- Extrait du texte:
Vu d’Asie n˚1 : Comprendre la présence chinoise au Moyen-Orient
Par Didier Chaudet, consultant indépendant, associé à l’IFEAC (Institut Français d’Études sur l’Asie centrale) et au CAPE*

 

La rubrique « Vu d’Asie » analysera la géopolitique des Asies et d’Eurasie. Son auteur, Didier Chaudet, vit dans différents pays d’Asie depuis une décennie, et fait des terrains réguliers pour raisons professionnelles dans ses zones de spécialisation (Iran, Afghanistan, Pakistan, Asie Centrale) depuis quinze ans. Il est maintenant basé en Chine.

- Consigne: Affichez, s'il vous plaît, le passage de l'extrait sur la présence chinoise au Moyen-Orient qui commence aux mots « Vu d’Asie n˚1 » et s'arrête après « basé en Chine. », sans rien y changer.

- Lignes de données:
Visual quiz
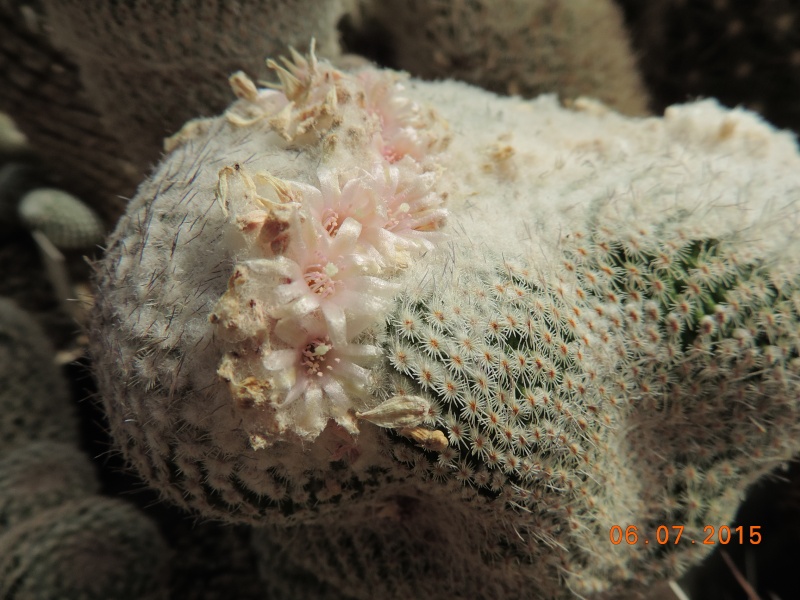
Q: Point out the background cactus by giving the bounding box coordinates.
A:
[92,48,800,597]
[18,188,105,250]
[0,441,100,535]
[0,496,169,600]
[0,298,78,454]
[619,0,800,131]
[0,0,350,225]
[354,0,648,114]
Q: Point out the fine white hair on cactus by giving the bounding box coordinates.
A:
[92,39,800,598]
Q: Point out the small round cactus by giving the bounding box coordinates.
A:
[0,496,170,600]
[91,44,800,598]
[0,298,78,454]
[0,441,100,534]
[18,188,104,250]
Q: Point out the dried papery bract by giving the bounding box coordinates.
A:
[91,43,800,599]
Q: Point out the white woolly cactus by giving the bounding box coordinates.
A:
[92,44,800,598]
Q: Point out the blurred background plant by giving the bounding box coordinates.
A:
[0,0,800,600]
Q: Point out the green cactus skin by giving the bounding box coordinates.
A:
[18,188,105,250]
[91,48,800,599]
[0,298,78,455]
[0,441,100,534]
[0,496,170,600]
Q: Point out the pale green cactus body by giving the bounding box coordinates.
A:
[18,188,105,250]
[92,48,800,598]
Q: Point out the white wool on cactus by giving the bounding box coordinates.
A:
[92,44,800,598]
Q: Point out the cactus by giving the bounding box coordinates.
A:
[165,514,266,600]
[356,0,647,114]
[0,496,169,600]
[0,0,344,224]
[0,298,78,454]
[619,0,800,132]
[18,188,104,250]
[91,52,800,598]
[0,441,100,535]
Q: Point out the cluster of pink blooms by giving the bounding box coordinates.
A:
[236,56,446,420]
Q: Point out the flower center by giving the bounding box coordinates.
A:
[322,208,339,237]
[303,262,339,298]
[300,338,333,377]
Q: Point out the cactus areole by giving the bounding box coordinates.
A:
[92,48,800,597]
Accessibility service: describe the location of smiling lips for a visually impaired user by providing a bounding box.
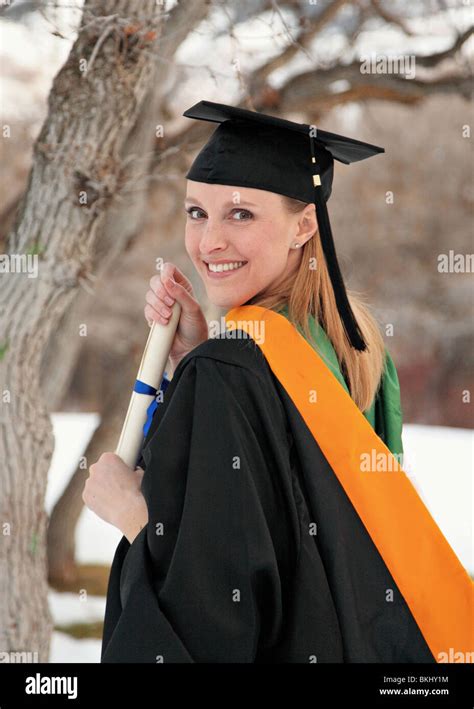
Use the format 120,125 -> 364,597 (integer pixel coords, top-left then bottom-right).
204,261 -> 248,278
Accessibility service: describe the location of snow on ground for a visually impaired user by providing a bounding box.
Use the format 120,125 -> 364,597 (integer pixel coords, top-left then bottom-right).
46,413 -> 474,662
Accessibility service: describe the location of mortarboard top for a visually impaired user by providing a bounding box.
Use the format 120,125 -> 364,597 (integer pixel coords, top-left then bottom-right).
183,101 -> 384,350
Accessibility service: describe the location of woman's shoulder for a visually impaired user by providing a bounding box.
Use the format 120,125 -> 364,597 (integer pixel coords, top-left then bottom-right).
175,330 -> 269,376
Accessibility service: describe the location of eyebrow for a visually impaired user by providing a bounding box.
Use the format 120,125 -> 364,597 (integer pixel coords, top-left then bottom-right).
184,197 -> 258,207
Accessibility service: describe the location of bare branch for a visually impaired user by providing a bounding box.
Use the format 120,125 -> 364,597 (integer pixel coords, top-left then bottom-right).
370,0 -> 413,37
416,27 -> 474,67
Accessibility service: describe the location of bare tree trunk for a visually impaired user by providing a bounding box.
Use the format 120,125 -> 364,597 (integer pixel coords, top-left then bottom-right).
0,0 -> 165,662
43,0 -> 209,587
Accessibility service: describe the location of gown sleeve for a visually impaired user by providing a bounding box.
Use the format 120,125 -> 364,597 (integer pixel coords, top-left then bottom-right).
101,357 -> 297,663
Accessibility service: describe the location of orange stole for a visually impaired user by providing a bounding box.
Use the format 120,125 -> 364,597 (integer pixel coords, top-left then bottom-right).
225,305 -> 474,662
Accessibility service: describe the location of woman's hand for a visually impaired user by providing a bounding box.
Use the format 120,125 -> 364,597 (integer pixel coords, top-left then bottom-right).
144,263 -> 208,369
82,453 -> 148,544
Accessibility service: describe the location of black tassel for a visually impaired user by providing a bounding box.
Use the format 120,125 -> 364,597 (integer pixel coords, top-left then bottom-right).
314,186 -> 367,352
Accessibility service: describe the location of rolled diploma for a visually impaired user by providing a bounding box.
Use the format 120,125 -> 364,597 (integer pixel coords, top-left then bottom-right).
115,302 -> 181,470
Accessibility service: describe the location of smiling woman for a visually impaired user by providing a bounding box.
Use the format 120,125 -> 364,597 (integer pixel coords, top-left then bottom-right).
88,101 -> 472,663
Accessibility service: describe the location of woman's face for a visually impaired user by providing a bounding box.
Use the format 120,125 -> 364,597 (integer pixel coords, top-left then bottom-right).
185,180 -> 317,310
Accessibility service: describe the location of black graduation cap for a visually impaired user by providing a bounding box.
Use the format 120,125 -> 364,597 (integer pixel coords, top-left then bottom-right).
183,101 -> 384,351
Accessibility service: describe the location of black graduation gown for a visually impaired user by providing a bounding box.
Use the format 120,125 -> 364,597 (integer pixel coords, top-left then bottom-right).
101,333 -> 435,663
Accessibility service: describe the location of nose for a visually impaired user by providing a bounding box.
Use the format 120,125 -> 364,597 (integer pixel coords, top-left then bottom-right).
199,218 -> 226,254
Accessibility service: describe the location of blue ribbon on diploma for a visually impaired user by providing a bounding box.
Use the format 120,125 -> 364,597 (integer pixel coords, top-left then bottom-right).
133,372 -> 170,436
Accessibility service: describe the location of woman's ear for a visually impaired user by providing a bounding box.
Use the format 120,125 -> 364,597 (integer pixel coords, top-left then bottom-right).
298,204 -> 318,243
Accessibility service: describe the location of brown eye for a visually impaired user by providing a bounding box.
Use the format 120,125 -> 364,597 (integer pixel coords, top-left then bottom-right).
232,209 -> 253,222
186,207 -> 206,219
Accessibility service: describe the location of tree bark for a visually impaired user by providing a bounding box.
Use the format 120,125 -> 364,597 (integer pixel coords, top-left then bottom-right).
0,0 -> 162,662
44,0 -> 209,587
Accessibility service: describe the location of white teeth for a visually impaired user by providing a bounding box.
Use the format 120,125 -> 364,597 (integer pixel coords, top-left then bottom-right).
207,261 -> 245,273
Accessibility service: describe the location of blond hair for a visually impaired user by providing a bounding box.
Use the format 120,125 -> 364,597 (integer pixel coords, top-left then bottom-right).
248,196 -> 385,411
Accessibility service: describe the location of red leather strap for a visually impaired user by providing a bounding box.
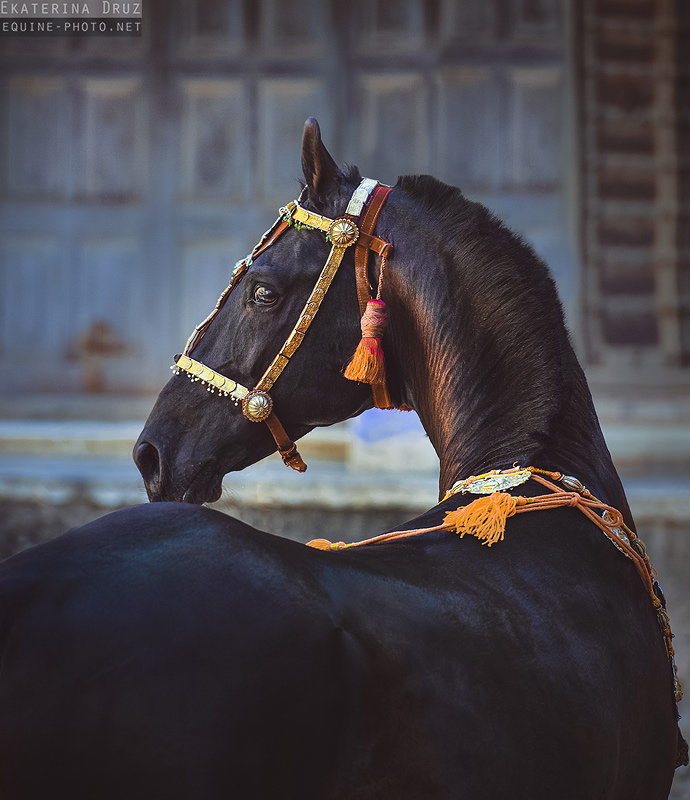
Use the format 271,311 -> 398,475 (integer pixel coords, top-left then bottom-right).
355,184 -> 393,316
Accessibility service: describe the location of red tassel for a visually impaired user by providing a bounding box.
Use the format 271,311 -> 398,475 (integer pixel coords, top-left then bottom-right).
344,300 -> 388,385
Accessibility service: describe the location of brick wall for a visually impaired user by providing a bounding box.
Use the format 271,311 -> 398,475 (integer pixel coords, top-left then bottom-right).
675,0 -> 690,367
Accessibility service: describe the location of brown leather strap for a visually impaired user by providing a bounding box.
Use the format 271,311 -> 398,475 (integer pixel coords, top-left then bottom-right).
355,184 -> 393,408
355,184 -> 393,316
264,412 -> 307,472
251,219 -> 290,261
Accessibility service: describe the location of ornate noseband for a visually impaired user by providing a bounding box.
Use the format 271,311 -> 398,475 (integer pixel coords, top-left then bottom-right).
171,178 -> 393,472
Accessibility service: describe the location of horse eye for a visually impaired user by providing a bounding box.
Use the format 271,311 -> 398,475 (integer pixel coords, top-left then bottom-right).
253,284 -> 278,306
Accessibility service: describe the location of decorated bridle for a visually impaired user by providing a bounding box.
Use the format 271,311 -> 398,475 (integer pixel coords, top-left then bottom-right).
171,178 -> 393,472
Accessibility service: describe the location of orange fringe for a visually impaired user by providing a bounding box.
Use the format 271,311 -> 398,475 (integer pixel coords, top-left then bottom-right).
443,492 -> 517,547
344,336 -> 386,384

- Résultat attendu:
Vu d’Asie n˚1 : Comprendre la présence chinoise au Moyen-Orient
Par Didier Chaudet, consultant indépendant, associé à l’IFEAC (Institut Français d’Études sur l’Asie centrale) et au CAPE*

 

La rubrique « Vu d’Asie » analysera la géopolitique des Asies et d’Eurasie. Son auteur, Didier Chaudet, vit dans différents pays d’Asie depuis une décennie, et fait des terrains réguliers pour raisons professionnelles dans ses zones de spécialisation (Iran, Afghanistan, Pakistan, Asie Centrale) depuis quinze ans. Il est maintenant basé en Chine.